# SELECTED EXTRACT:
┌────────

# Overview

Choose whatever language you're most comfortable with to solve these problems.

# Exercise

The ACME inc. tool supply company manages its operations with 3 csv files:

1. `customers.csv` keeps customer information:
    * `id` is a numeric customer id
    * `firstname` is the customer's first name
    * `lastname` is the customer's last name
2. `products.csv` keeps product info:
    * `id` is a numeric product id
    * `name` is the human-readable name
    * `cost` is the product cost in euros
3. `orders.csv` keeps order information:
    * `id` is a numeric order id
    * `customer` is the numeric id of the customer who created the order
    * `products` is a space-separated list of product ids ordered by the customer

Manually dealing with those files is hard and error-prone, and they've asked for your help writing some code to make their lives easier.

### Task 3

To evaluate our customers, we need a `customer_ranking.csv` containing the following columns, ranked in descending order by total_euros:
* `id` numeric id of the customer
* `firstname` customer first name
* `lastname` customer last name
* `total_euros` total euros this customer has spent on products

In [1]:
import pandas as pd
import numpy as np
from collections import defaultdict

In [2]:
customers = pd.read_csv('customers.csv')
products = pd.read_csv('products.csv')

└────────

# WRITTEN INSTRUCTION 1:
Decide whether each statement agrees with the exercise text, answering yes or no and quoting the words that settle it: (a) The `cost` field of `products.csv` gives a product's cost in euros. (b) In `orders.csv`, `products` holds a comma-separated list of product ids. (c) `customer_ranking.csv` must be ranked in ascending order by total_euros.

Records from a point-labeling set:
┌────────

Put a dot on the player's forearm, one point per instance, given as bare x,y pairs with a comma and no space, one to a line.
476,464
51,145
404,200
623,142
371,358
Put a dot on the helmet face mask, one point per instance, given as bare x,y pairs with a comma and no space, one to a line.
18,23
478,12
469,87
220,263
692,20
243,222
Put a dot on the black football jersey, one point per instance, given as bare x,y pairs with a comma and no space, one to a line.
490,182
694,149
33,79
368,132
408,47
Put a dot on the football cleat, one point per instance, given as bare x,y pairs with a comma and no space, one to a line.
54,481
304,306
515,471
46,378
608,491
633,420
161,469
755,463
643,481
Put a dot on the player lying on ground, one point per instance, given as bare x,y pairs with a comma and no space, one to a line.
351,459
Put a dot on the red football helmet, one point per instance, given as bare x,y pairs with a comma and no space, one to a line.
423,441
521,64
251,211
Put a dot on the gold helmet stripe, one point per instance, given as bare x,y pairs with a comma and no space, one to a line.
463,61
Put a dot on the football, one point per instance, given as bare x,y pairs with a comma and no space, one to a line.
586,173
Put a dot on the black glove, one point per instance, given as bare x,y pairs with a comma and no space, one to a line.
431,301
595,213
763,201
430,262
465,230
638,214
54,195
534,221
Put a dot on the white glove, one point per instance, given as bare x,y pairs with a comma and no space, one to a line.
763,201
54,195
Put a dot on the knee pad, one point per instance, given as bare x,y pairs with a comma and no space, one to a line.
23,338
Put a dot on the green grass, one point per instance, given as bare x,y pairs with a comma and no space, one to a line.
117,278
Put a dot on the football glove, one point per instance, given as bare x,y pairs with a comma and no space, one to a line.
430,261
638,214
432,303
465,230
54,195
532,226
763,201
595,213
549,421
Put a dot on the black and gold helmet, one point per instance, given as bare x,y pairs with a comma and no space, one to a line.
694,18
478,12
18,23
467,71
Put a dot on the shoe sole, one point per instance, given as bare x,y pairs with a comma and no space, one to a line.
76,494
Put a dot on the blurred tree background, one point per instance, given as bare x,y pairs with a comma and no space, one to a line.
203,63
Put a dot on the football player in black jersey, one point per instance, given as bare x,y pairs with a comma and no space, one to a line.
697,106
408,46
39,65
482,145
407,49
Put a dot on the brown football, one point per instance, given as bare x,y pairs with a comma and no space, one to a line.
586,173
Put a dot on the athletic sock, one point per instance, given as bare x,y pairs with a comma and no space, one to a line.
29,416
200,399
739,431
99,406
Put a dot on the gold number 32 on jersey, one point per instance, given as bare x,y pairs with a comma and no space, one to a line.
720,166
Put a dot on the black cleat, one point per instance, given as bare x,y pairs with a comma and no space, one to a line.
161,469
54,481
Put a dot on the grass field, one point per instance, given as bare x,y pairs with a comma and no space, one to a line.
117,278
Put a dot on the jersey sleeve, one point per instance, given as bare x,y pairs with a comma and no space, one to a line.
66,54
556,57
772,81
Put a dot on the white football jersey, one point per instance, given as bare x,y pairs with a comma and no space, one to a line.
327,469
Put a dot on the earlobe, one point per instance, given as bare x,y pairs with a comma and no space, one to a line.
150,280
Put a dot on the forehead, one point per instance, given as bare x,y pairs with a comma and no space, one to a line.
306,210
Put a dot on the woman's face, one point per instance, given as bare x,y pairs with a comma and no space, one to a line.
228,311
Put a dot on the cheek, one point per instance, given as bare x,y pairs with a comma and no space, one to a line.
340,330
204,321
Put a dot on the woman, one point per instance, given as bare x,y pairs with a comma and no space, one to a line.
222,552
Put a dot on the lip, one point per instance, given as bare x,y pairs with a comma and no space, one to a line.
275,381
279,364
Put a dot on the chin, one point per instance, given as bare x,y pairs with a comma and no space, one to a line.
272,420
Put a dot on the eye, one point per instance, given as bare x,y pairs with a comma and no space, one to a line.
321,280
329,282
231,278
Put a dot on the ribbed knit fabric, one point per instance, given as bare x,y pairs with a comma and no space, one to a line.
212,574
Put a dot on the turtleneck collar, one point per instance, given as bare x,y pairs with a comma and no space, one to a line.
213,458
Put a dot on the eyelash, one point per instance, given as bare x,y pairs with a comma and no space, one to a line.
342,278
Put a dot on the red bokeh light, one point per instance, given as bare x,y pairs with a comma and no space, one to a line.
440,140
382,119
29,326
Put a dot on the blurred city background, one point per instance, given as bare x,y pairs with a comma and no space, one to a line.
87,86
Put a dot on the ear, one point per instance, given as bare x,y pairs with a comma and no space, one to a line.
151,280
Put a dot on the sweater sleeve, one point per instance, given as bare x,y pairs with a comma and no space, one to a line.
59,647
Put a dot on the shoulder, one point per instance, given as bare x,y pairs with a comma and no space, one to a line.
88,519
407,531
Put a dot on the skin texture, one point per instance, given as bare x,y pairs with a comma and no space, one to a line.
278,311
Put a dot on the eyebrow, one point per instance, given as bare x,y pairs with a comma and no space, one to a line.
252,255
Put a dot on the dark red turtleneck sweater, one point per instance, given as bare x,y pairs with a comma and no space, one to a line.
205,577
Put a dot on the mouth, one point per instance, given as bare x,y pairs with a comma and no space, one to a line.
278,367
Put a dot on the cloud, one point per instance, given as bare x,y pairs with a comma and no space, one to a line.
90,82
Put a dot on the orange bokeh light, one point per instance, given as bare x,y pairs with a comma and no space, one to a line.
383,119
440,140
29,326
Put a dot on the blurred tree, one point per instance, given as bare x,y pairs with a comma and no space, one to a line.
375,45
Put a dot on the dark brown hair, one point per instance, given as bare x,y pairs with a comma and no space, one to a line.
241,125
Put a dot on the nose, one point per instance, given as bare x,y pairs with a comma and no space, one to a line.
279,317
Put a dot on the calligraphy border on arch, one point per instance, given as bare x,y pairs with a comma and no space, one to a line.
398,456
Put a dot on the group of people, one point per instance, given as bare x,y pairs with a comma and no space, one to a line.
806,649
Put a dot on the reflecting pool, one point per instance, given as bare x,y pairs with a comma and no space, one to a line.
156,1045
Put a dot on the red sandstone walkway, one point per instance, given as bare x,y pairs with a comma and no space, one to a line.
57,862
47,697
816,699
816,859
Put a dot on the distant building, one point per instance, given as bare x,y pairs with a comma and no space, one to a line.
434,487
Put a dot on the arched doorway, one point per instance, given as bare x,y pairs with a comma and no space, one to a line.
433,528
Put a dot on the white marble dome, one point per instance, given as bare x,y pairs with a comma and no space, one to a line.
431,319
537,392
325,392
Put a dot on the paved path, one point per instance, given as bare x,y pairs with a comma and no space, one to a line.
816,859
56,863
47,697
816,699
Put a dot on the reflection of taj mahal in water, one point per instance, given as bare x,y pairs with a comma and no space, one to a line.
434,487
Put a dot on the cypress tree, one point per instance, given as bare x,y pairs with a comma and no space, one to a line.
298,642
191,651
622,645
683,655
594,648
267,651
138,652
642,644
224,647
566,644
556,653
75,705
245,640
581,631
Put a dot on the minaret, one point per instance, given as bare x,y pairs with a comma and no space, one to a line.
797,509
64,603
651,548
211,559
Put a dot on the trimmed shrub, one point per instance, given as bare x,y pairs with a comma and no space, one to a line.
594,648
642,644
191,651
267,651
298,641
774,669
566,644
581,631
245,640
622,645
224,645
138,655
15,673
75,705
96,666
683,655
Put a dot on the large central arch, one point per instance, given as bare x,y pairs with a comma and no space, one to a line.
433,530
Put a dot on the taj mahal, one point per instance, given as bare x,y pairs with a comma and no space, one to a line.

└────────

# WRITTEN INSTRUCTION 2:
Select each line of the records that contains the word "player".

# WRITTEN SOLUTION 1:
(a) Yes: "`cost` is the product cost in euros"
(b) No: "`products` is a space-separated list of product ids ordered by the customer"
(c) No: "ranked in descending order by total_euros"

# WRITTEN SOLUTION 2:
Put a dot on the player's forearm, one point per instance, given as bare x,y pairs with a comma and no space, one to a line.
Put a dot on the player lying on ground, one point per instance, given as bare x,y pairs with a comma and no space, one to a line.
Put a dot on the football player in black jersey, one point per instance, given as bare x,y pairs with a comma and no space, one to a line.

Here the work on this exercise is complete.